=== Section Start ===

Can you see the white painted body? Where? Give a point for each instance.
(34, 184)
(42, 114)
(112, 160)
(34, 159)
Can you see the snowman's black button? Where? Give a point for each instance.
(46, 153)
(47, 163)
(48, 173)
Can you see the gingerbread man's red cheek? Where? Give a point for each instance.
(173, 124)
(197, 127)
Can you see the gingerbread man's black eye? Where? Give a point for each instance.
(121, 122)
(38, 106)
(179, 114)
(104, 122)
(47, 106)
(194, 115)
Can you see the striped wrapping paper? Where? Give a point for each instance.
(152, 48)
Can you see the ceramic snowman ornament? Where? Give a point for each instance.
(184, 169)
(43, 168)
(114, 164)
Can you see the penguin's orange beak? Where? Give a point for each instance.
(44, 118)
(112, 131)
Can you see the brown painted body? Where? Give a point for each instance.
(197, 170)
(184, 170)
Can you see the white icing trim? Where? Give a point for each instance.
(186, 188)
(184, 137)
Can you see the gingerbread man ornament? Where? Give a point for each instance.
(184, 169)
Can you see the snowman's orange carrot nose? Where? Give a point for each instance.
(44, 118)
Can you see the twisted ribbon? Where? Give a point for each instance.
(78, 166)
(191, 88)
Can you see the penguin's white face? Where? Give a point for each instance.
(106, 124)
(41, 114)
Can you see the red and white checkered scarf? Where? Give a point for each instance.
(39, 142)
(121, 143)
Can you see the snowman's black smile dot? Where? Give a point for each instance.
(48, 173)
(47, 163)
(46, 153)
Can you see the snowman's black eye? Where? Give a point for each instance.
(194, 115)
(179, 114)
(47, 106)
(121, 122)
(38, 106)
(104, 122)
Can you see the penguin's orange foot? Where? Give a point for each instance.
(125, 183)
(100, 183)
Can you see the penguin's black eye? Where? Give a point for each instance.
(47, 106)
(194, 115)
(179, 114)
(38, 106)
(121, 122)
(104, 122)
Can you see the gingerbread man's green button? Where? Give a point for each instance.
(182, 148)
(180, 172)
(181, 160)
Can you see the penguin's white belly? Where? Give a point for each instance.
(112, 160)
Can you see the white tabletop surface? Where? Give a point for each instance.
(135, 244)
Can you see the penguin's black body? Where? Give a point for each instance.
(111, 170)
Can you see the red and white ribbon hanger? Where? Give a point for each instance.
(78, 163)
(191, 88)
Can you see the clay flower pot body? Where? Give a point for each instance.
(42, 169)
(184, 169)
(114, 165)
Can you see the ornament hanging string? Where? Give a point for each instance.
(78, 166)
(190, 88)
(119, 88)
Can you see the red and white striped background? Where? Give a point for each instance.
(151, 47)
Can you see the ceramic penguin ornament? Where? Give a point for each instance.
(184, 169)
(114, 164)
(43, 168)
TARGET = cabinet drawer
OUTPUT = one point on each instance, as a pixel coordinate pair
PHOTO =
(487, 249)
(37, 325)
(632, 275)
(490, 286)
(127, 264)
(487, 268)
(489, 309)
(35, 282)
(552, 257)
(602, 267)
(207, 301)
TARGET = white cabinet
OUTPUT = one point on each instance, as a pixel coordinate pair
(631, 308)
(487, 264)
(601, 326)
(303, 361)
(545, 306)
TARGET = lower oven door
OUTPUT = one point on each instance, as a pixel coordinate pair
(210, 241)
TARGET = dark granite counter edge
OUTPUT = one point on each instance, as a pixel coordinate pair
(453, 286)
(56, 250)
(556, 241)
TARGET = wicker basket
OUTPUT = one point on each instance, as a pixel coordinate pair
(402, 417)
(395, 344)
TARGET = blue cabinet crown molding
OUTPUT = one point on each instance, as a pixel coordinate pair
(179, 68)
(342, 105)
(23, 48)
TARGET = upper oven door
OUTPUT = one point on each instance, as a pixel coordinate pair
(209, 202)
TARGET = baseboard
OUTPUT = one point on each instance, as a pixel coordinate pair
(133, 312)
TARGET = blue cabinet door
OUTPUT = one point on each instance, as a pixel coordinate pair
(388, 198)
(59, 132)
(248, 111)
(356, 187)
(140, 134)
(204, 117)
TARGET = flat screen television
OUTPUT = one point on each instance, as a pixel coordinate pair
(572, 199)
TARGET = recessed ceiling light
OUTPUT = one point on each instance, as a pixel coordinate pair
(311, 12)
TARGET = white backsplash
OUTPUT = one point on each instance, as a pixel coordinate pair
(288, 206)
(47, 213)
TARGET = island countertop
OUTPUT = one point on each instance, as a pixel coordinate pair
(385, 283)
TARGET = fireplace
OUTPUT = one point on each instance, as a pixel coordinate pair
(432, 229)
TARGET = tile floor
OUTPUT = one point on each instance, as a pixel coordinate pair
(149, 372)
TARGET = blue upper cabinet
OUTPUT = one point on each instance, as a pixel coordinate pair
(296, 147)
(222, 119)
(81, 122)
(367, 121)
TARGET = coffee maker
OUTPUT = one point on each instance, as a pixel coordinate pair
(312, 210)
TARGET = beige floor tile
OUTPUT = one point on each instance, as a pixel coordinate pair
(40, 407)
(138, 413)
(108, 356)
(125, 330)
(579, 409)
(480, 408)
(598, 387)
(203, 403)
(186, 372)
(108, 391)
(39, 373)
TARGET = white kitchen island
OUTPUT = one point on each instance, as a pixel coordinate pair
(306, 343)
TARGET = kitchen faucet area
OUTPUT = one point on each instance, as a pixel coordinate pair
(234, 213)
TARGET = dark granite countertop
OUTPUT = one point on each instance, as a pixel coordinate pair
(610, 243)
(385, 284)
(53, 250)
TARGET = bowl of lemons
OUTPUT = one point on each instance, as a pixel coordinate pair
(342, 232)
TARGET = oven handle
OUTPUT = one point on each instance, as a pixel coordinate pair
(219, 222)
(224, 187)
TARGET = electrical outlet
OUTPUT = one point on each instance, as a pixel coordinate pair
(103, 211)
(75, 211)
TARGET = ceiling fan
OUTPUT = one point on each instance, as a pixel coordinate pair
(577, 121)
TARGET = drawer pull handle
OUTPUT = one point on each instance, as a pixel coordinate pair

=== Section End ===

■ Assignment
With the string "handle" as the key, filter the data above and show the lines that match.

■ Result of the task
TARGET = oven handle
TARGET = drawer pull handle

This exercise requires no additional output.